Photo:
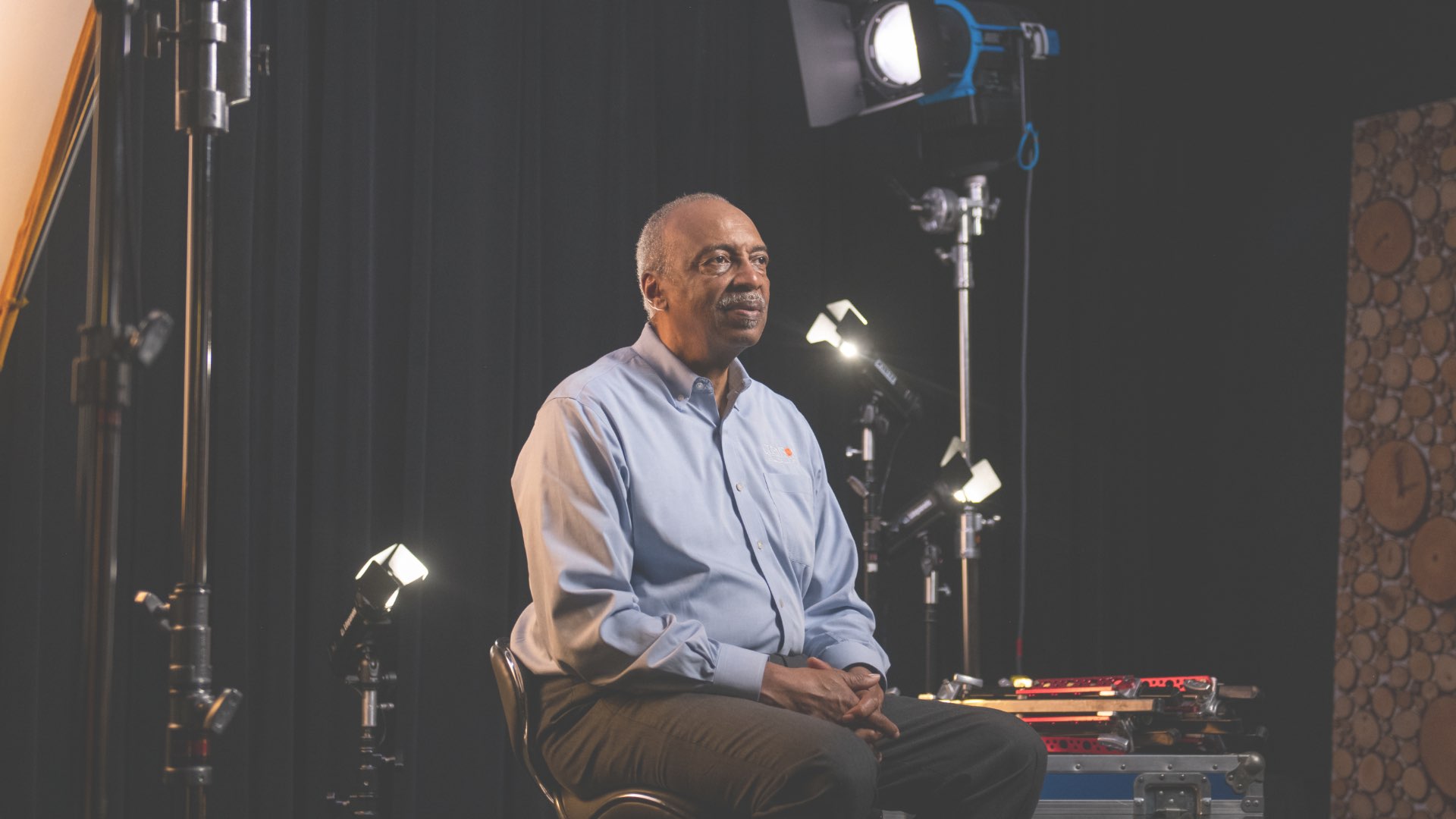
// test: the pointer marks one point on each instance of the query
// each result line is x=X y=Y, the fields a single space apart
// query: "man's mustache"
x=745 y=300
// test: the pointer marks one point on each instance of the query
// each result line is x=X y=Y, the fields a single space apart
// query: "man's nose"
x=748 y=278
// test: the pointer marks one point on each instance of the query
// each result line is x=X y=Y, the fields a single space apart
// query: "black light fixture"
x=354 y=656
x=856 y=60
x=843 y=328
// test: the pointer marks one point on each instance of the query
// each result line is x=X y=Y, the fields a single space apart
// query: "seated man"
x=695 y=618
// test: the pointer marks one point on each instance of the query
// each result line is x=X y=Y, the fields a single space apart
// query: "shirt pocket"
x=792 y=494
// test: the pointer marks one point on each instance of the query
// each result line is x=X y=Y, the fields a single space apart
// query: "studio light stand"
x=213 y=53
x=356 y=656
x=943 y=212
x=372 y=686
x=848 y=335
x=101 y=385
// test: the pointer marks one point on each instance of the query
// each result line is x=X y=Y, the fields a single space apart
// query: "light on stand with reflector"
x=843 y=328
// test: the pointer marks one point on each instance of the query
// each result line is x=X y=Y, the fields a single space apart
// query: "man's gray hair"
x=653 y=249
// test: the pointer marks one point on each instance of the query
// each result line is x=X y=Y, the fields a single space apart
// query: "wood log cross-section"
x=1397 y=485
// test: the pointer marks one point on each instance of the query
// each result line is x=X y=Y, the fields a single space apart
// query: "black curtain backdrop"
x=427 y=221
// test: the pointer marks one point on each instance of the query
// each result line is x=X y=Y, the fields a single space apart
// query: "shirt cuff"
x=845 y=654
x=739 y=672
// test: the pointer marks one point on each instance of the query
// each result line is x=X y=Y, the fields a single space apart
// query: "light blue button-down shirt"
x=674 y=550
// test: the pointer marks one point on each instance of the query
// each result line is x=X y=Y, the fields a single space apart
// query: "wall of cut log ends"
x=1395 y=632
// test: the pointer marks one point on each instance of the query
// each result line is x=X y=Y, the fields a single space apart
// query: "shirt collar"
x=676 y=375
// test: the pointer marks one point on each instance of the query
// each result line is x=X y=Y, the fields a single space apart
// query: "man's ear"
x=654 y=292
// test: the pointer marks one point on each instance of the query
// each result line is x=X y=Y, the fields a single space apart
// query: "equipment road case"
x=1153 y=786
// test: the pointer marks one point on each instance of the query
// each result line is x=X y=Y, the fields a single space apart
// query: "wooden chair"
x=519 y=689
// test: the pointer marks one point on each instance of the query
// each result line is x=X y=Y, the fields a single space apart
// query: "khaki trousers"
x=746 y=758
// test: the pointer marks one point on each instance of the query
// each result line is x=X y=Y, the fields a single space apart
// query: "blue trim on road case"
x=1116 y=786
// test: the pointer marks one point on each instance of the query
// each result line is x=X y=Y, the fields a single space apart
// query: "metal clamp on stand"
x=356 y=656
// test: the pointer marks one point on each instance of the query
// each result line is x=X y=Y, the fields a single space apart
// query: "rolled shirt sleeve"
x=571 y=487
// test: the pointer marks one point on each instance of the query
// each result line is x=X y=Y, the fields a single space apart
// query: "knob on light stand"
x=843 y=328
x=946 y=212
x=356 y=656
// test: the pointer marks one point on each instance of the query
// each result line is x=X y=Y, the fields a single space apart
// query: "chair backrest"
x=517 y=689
—————
◆ **WRITTEN EXERCISE**
Render the lines above as a numbered list, running from the start of the records through the line holding "x=674 y=550", both ends included. Leave out blank lines and the pictures.

◆ **EXERCISE RESPONSE**
1. Photo:
2. // test: the pointer marks one point on each instance of the query
3. // each result line is x=X y=Y, the fields a single space apart
4. // query: "man's mustache"
5. x=745 y=300
6. // test: the pointer marks one point on each instance of the query
7. // each result line is x=X y=Y, the fields a single space apart
8. // query: "man's nose"
9. x=748 y=278
10. // test: the pointer marks one point on each instance of the query
11. // each result line is x=X y=Y, the fields a single space apart
12. // query: "black light fixture"
13. x=354 y=656
14. x=856 y=60
15. x=843 y=328
16. // test: the pointer marks one point on each instance of the query
17. // each result line is x=X y=Y, the fields a single space apart
18. // query: "seated man"
19. x=695 y=618
20. // test: the pointer marks one point on each instance of the query
21. // each result line is x=X y=Y, the fields a single space apart
22. // query: "shirt pocket"
23. x=792 y=494
24. // test: the pointer marks one point on each instance of the query
25. // each result line is x=X y=Y, the fields a single space apart
26. // query: "studio light stand"
27. x=213 y=53
28. x=356 y=656
29. x=943 y=212
30. x=372 y=686
31. x=848 y=335
32. x=101 y=385
33. // test: the pointer marks one point on each instance of the query
34. // each result line is x=X y=Y, the fields a single space apart
35. // query: "light on stand with reflector"
36. x=843 y=328
37. // test: the pointer marks one point on each instance of the query
38. // each result line is x=X y=Y, the fields a single space apart
39. // query: "man's gray hair"
40. x=653 y=249
41. // test: the pointer marks one point on each instance of the query
42. // each result line is x=X y=Y, the fields a single space apart
43. // query: "wood log cross-section"
44. x=1397 y=485
45. // test: the pointer marks one point on each instance of the query
46. // each result line is x=X y=Y, the fields a single space apart
47. // query: "black curtain backdrop"
48. x=427 y=221
49. // test: the pointer marks one point on each instance of the query
50. // each result line is x=X y=Y, the fields a single space apart
51. // query: "shirt cuff"
52. x=845 y=654
53. x=739 y=672
54. // test: the pointer marks one point on each instance of the query
55. // each result line is x=X y=Y, the fields a single space apart
56. // query: "light blue button-down shirt"
57. x=674 y=550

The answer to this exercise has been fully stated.